Material shown:
•••••

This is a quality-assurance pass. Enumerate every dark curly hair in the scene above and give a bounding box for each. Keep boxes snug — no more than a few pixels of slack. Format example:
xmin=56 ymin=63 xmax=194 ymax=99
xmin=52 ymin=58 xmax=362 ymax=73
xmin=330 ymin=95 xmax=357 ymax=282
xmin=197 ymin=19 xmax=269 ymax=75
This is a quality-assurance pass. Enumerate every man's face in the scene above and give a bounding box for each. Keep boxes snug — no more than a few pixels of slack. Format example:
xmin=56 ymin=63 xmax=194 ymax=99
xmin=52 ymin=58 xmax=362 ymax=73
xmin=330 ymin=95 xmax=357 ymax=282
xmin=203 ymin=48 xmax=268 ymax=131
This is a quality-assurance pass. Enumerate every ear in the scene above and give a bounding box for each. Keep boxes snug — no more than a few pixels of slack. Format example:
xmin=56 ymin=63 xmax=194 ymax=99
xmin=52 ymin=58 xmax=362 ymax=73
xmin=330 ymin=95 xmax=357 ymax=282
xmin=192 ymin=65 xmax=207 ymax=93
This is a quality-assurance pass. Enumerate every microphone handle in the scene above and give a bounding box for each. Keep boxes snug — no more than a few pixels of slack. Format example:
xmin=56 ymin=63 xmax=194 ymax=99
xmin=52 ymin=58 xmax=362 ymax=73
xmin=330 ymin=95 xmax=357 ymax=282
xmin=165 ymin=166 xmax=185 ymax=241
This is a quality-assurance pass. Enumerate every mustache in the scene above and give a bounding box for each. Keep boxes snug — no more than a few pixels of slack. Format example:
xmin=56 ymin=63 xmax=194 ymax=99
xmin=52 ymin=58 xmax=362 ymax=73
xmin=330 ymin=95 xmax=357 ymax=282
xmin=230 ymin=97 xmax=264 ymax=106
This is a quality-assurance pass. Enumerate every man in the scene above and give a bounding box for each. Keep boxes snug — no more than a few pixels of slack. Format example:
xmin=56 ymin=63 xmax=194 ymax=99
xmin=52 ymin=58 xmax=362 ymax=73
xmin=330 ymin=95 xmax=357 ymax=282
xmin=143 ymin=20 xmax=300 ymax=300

•••••

Instructions to follow: Locate every line in the material above that contains the word "face" and copy each of those lines in full. The match is case-sensitive.

Completed exercise:
This is a quality-assurance pass. Enumerate every man's face in the scene above and give a bounding box for each. Keep boxes snug — no more than a few pixels of slack. Format example:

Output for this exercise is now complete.